### Problem description
Count the lines of the listing below that contain the string "tree", with case counting. Reply with the number alone.

++++++++++++++++++++

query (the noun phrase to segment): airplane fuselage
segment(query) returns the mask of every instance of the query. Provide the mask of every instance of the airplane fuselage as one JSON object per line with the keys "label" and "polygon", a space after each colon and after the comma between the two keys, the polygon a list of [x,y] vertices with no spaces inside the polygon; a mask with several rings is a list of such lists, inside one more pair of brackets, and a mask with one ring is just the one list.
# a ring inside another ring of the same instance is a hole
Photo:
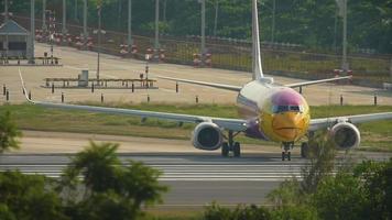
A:
{"label": "airplane fuselage", "polygon": [[306,100],[292,88],[274,85],[272,79],[244,85],[237,105],[240,116],[249,120],[249,136],[295,142],[307,132],[311,117]]}

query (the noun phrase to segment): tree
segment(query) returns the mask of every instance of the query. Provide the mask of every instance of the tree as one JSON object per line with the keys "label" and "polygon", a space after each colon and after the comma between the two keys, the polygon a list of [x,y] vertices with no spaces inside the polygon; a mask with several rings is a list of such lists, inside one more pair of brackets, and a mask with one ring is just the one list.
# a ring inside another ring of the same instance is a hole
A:
{"label": "tree", "polygon": [[254,205],[238,205],[236,209],[221,207],[216,202],[207,206],[204,211],[205,220],[269,220],[271,213],[264,207]]}
{"label": "tree", "polygon": [[309,139],[309,163],[302,168],[303,194],[312,194],[317,190],[323,178],[330,176],[335,168],[336,147],[327,132],[316,133]]}
{"label": "tree", "polygon": [[90,142],[89,147],[75,155],[65,170],[68,174],[65,178],[76,183],[75,178],[83,175],[87,193],[102,193],[116,187],[116,173],[121,165],[116,155],[118,147],[119,144]]}
{"label": "tree", "polygon": [[368,198],[369,219],[392,219],[392,158],[389,162],[366,161],[353,169]]}
{"label": "tree", "polygon": [[22,133],[18,130],[17,124],[11,119],[11,112],[6,111],[0,114],[0,153],[19,148],[19,141]]}
{"label": "tree", "polygon": [[53,182],[20,172],[0,173],[0,219],[67,219]]}
{"label": "tree", "polygon": [[[65,169],[57,190],[66,197],[72,219],[135,219],[142,215],[142,205],[162,201],[167,188],[157,182],[161,172],[134,162],[123,167],[116,154],[118,146],[90,142]],[[75,197],[83,190],[83,197]]]}
{"label": "tree", "polygon": [[360,180],[346,172],[323,179],[312,201],[320,219],[370,219]]}

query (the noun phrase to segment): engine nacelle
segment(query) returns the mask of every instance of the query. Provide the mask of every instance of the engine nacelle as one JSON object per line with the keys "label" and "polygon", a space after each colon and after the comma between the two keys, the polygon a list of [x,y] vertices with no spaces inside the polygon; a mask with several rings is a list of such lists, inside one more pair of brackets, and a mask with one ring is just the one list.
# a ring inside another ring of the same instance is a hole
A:
{"label": "engine nacelle", "polygon": [[330,129],[330,139],[339,150],[349,150],[359,146],[361,135],[356,125],[349,122],[339,122]]}
{"label": "engine nacelle", "polygon": [[221,146],[224,135],[221,129],[211,122],[197,124],[193,134],[192,143],[196,148],[214,151]]}

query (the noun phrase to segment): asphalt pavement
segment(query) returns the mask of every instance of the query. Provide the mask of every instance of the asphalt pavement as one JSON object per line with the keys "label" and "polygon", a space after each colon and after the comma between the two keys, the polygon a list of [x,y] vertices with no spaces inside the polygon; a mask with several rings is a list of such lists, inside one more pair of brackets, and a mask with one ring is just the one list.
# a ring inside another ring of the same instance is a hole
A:
{"label": "asphalt pavement", "polygon": [[[20,169],[25,174],[58,177],[73,154],[6,154],[0,169]],[[373,160],[388,160],[390,155],[368,153]],[[140,161],[163,172],[160,182],[170,187],[160,207],[203,207],[211,201],[221,205],[263,204],[265,196],[286,178],[301,179],[306,160],[293,157],[282,162],[280,154],[252,154],[241,158],[193,153],[119,154],[127,165],[129,160]],[[341,156],[340,156],[341,157]],[[363,156],[355,155],[362,160]]]}

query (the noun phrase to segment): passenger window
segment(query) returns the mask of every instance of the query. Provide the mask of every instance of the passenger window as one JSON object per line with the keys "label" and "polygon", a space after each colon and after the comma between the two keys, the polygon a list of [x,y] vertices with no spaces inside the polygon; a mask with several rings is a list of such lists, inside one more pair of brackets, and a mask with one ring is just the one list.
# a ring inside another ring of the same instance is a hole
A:
{"label": "passenger window", "polygon": [[273,106],[272,111],[273,113],[282,113],[286,111],[302,112],[303,107],[302,106]]}

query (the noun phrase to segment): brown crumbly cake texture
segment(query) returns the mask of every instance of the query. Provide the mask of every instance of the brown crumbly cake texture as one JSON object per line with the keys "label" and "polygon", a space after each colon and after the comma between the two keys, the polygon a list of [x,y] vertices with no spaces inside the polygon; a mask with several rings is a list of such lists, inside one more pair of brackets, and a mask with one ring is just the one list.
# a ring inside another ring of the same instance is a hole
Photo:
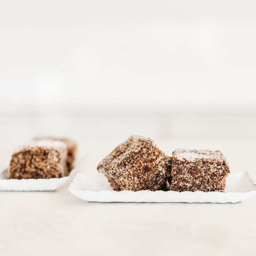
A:
{"label": "brown crumbly cake texture", "polygon": [[73,141],[67,138],[58,138],[51,136],[36,137],[34,140],[49,140],[52,141],[61,141],[67,146],[68,155],[67,156],[67,168],[68,174],[69,174],[73,168],[73,162],[75,158],[77,145]]}
{"label": "brown crumbly cake texture", "polygon": [[171,158],[154,141],[132,135],[98,164],[114,190],[151,190],[164,187],[171,175]]}
{"label": "brown crumbly cake texture", "polygon": [[227,159],[219,150],[177,149],[172,154],[170,190],[224,192],[229,173]]}
{"label": "brown crumbly cake texture", "polygon": [[61,178],[66,173],[67,146],[59,141],[34,141],[12,156],[9,179]]}

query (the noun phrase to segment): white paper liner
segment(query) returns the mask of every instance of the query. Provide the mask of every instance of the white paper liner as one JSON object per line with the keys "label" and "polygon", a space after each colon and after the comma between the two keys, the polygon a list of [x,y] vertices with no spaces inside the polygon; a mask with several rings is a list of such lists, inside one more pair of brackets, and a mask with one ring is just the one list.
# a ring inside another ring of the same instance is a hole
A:
{"label": "white paper liner", "polygon": [[70,177],[51,179],[6,178],[7,170],[0,173],[0,191],[53,191],[63,186]]}
{"label": "white paper liner", "polygon": [[237,203],[256,195],[256,185],[247,172],[230,174],[225,193],[176,191],[114,191],[101,175],[78,173],[67,188],[75,196],[88,202]]}

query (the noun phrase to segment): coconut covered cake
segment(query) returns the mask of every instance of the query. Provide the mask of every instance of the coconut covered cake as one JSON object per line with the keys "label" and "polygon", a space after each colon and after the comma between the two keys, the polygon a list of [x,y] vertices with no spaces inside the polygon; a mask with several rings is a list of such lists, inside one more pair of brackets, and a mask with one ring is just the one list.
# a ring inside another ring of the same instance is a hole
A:
{"label": "coconut covered cake", "polygon": [[103,159],[97,169],[114,190],[155,191],[164,187],[171,164],[171,158],[153,140],[132,135]]}

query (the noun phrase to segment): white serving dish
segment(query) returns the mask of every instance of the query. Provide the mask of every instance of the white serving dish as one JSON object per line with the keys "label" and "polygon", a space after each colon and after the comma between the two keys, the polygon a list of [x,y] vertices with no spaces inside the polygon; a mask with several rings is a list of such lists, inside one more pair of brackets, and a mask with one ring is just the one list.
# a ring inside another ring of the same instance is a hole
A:
{"label": "white serving dish", "polygon": [[114,191],[100,174],[78,173],[67,188],[75,196],[88,202],[237,203],[256,195],[256,185],[247,172],[230,174],[225,193],[142,190]]}
{"label": "white serving dish", "polygon": [[64,185],[70,177],[70,174],[51,179],[9,179],[7,172],[0,173],[0,191],[53,191]]}

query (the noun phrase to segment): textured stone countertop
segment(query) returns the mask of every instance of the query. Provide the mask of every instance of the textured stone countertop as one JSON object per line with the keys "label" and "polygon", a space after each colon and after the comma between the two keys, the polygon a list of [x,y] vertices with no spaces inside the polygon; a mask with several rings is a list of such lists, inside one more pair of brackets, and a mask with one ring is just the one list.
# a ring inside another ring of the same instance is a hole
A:
{"label": "textured stone countertop", "polygon": [[[15,125],[2,125],[1,169],[19,144],[44,131],[57,133],[57,128],[30,123],[28,131],[20,125],[19,132]],[[78,157],[86,157],[82,171],[89,173],[130,135],[97,140],[82,129],[69,131],[61,132],[78,142]],[[220,149],[232,172],[247,171],[256,181],[255,139],[155,140],[169,154],[181,147]],[[252,256],[256,252],[256,197],[234,204],[88,203],[64,186],[52,192],[1,192],[0,209],[1,256]]]}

++++++++++++++++++++

### Reply to the exercise
10